### Provided material

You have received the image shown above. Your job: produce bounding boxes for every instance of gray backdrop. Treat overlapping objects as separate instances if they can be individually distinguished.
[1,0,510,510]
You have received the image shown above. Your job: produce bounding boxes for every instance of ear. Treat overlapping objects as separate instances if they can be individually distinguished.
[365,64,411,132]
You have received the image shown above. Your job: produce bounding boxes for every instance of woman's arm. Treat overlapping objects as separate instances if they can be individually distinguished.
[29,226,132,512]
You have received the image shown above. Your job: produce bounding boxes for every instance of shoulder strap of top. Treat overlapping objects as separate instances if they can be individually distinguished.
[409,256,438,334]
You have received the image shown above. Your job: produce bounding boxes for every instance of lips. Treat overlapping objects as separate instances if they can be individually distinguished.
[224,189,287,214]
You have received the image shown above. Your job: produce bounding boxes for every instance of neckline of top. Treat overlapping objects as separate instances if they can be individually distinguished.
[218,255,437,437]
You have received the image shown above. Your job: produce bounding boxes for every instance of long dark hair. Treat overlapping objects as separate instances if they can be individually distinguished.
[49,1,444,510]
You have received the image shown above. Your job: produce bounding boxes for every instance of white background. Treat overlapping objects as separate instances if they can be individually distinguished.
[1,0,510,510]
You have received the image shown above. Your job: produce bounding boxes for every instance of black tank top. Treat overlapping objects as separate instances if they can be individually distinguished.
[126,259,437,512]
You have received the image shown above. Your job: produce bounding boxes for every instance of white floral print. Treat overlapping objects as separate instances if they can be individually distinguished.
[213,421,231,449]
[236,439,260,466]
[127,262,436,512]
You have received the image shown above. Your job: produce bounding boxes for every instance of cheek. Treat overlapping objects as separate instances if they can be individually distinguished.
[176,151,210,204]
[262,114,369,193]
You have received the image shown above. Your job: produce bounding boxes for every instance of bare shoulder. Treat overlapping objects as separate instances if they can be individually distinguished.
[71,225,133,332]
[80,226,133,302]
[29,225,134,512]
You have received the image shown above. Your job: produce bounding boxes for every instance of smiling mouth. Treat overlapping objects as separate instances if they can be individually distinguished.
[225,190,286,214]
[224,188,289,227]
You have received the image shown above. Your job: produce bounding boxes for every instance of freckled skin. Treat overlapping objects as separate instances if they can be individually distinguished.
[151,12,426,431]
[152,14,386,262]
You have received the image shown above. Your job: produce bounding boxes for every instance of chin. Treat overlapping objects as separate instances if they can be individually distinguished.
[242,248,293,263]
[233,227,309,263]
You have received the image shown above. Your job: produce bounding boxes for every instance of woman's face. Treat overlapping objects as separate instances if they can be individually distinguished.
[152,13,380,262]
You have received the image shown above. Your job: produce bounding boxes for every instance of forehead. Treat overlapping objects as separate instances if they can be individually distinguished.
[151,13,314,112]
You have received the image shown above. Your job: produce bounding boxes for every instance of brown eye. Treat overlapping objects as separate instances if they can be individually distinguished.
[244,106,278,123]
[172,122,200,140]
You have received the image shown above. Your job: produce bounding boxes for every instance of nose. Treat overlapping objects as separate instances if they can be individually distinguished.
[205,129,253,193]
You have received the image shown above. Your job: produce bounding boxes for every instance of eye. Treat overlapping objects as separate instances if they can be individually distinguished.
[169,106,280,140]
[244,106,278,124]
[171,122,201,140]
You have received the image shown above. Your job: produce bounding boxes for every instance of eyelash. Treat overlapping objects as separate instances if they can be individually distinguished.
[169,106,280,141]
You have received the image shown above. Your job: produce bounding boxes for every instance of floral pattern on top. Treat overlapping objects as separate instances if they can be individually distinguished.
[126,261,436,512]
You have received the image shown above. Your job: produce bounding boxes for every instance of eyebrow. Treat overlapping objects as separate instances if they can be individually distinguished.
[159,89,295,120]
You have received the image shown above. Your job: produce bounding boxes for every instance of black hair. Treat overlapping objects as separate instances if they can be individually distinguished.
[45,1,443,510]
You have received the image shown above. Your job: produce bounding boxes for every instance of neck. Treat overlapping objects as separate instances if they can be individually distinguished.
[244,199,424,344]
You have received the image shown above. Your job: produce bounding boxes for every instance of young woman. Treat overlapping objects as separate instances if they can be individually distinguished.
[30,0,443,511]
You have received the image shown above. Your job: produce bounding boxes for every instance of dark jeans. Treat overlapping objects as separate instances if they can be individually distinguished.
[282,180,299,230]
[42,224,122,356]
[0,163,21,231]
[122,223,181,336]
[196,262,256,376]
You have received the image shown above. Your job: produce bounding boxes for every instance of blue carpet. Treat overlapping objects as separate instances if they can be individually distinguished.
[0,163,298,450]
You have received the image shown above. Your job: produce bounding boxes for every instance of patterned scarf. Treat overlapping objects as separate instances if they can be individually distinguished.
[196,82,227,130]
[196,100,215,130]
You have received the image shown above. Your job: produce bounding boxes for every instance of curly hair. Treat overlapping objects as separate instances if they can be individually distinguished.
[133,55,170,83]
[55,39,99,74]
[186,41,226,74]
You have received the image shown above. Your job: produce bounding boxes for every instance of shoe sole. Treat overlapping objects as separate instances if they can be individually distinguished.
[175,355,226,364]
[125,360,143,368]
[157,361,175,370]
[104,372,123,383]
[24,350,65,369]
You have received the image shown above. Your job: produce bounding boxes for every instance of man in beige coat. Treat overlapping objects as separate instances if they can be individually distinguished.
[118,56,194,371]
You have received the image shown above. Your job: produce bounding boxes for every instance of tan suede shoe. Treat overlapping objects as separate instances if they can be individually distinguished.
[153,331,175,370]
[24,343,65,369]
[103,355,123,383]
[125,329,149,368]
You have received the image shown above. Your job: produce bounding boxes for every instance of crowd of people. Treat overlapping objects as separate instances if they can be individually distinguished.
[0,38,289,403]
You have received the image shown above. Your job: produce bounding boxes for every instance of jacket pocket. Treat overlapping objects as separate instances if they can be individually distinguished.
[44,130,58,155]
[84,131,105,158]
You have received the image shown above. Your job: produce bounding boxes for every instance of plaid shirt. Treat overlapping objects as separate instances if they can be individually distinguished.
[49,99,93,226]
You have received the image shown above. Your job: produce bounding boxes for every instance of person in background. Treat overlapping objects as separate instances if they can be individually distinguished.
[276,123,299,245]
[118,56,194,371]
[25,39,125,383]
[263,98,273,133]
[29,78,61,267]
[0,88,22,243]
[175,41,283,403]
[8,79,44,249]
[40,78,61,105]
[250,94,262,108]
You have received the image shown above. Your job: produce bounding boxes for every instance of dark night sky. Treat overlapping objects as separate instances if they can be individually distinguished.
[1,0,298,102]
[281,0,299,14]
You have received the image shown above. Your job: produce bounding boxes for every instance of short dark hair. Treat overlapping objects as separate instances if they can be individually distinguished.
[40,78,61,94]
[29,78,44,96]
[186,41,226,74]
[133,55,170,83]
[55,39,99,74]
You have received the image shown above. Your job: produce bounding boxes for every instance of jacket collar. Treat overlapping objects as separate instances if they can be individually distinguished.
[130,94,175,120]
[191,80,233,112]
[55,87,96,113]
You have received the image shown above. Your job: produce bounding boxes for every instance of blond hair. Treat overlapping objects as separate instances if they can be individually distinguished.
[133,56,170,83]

### Exercise goal
Each record should be given again exactly as it reads.

### Response to the exercise
You have received the image shown above. Your job: produce bounding boxes for every instance of gray backdrop. Treat overlapping objects as separate instances if they can be individually distinguished.
[1,0,510,510]
You have received the image shown above. Your job: produce bounding boxes for every instance of ear. Treat overlapping objects as separate instances if they can be individually distinguished.
[365,64,411,132]
You have received the image shown above. Your job: produce bounding boxes for every instance of woman's arm. Treat overlapping objects as separate instances if they can be individually distinguished.
[29,226,132,512]
You have received the image shown above. Your job: produce bounding boxes for every instance of shoulder strap of top. Treat overlapping objects as separate instances if they can be individually distinguished.
[409,256,438,334]
You have received the image shown above. Your job: produce bounding boxes for every instance of lips. Treat overlapping objects as separate instances if they can be individually distinguished.
[224,189,287,214]
You have received the image shown above. Your job: produce bounding boxes for every instance of neckline of top. Treat overlapping objects as separate instances if they can be individually distinguished.
[218,255,437,437]
You have received the image shown above. Your job: produce bounding boxes for every instance of long dark hair. Treat overlapping objects as separate instances if they can be individually distinguished.
[49,1,444,510]
You have received the image shown above. Your job: produce bounding boxes for every instance of white background. Treat overlapping objects as separate instances if they can be individually distinguished.
[1,0,510,510]
You have received the image shown above. Your job: produce bounding boxes for every instance of black tank top. Treat overlapping objects as separate instances if they can be individually distinguished.
[126,259,437,512]
You have received the image shown above. Your job: produce bounding boxes for every instance of white floral print. Treat overlapping objects as separate instances if they can be individually distinguished.
[213,421,231,449]
[236,439,260,466]
[127,262,436,512]
You have received the image shown above. Your job: produce bounding boxes for every instance of cheek. Treat overlapping objects as separate instances if they can be individually distinguished.
[176,151,210,204]
[262,114,369,193]
You have received the image shown above. Your job: produce bounding boxes for every instance of bare shoulder. Treat overlapping objects as separate instances if they can be individually distinguished.
[71,225,133,332]
[80,226,133,302]
[29,225,134,512]
You have received the image shown above. Your job: produce bounding boxes for every instance of smiling mouth. Treat overlapping objects as separate instances if they can be individually distinguished.
[225,190,286,214]
[224,188,289,227]
You have received the image shown above. Your job: produce bounding boxes for every instance of freckled skin. Treat overlapping objects as separate instances if they can be individually distinguished.
[151,12,426,431]
[152,14,386,262]
You have received the image shown above. Your job: produce bounding boxes for every instance of chin. Treat overlapping objects as separate instances if they can be individually distinguished.
[242,248,293,263]
[233,227,309,263]
You have received the image shown above. Your job: produce bounding boxes for every instance of woman's face. Treat overlapping objects as separate instances if they can be individually distinguished.
[152,13,380,262]
You have received the image shown above. Your job: produce bounding boxes for every instance of forehead. Treat overlapping objects as separate instances if they can be individually distinguished.
[151,13,314,112]
You have received the image shown above. Your job: produce bounding boxes for every instance of brown eye. Treat overlapping objects as separate instances if they can be individually distinguished.
[244,106,278,123]
[172,122,200,140]
You have received the image shown above. Your job: produce bounding boxes for every instance of nose. Treat overlapping objects as separate instances if they can be individually distinguished.
[205,129,253,193]
You have received the image shown above. Your job: produce bounding boxes for every instance of eye. Treat overlapping objects as separate instances if they can be individually distinguished.
[169,106,280,140]
[244,106,278,124]
[171,122,201,140]
You have received the image shown above. Your job: produce bounding boxes for every instance of eyelash. Treat overlapping objects as separate instances if they can be individually distinguished.
[169,106,280,141]
You have received the image shown above. Your job: produce bounding boxes for every instance of floral pattern on top. Treat overlapping objects as separate instances if they can be individually distinguished.
[126,261,436,512]
You have received the image shown above. Your job: produce bounding boxes for every instance of eyebrow. Treat overlapping objects as separate instances if they can be individually distinguished.
[159,89,295,120]
You have received the image shown above. Your job: produce bounding boxes for every instance of black hair. Treat overlapping objects as separate instances if they can be individually distinguished.
[45,1,443,510]
You have received the image shown above. Your job: produce bounding boxes for every instance of neck. Treat overlapping objects as separate instances if they can be individually distinguished.
[244,199,424,344]
You have received the image shown above. Your job: produce bounding boxes for every instance of young woman. Treat overlapping objects as separate instances if they can be individually distinguished.
[30,0,443,511]
You have received the image shown above. Your job: produce bounding boxes for every instance of dark jeans. Treat overlapping objects as separate instances if they can be individually distinguished.
[282,180,299,230]
[42,224,122,356]
[0,163,21,231]
[122,223,181,336]
[196,262,256,376]
You have received the image shown above. Your job: produce bounding boxes for every instance of blue carpet. Treat overlapping objects as separate instances if they can be individually distinguished.
[0,163,298,450]
You have received the image shown above. Your job: produce bounding boxes for every instance of patterned scarf. Treat overlapping objects as separate instances if they can be individually distinguished.
[196,82,227,130]
[196,100,215,130]
You have received the image shown above. Your job: produce bounding boxes for every instance of curly hair. Treat overlapping objects as separate instances if they can be individually distinguished.
[133,55,170,83]
[55,39,99,74]
[186,41,226,74]
You have received the image shown above. Your job: produce bounding boxes for every instance of shoe sole. Treat overlapping objects as separate instances if they can be individually distinguished.
[175,355,226,364]
[125,360,143,368]
[157,361,175,370]
[104,372,123,383]
[24,350,65,369]
You have received the image shown above. Your job: produce bounding boxes for every instance of man in beige coat. Treat overlapping objects as separate instances if they can be individually distinguished.
[118,56,194,371]
You have received the image shown above. Your job: produce bounding boxes for every instance of tan suede shoe. Treat overlapping objects as separate instances if they can be individually distinguished.
[153,331,175,370]
[24,343,65,369]
[103,355,123,383]
[125,329,149,368]
You have received the image shown above. Your job: produce bounding boxes for every instance of crowd of people. Treat overlapping objects as separate instances if they can be individually distinguished.
[0,38,289,403]
You have received the image shown above. Your job: produce bounding boxes for every instance of jacket pocket. Treat overlapping objects as separate instances if they can be individually distinguished.
[44,130,58,155]
[84,131,105,158]
You have received the image shown above. Your job: produce bounding boxes for every instance of plaid shirt. Treat overlapping objects as separate instances if they can be individually distinguished.
[49,99,93,226]
You have received the image shown above. Your job: produce bounding boxes for every instance of person in background. Treat overlapping objects as separate instances if they can be individually distinguished.
[276,123,299,245]
[118,56,194,371]
[25,39,125,383]
[263,98,273,133]
[29,78,61,267]
[0,88,22,243]
[175,41,283,403]
[8,79,44,249]
[40,78,61,105]
[250,94,262,108]
You have received the image shown above. Your job: produce bounding boxes for every instance of dark night sky. Treat overlapping objects as separate instances if they can be individually distinguished.
[1,0,298,102]
[281,0,299,14]
You have received the image shown above. Your job: produce bounding boxes for every instance of short dark hair. Treat overlapping objects as separate instances if they can be individually distinguished.
[40,78,61,94]
[29,78,44,96]
[186,41,226,74]
[133,55,170,83]
[55,39,99,74]
You have received the image shown above. Your job: produce bounding boxes for every instance of jacket collar. Treat overlapping objects as separate instances if they can be individually distinguished.
[130,94,175,120]
[191,80,233,112]
[55,87,96,113]
You have received the image shown above. Your job: produce bounding boxes for every instance of blond hair. Treat overlapping objects as separate instances if they can be individually distinguished.
[133,56,170,83]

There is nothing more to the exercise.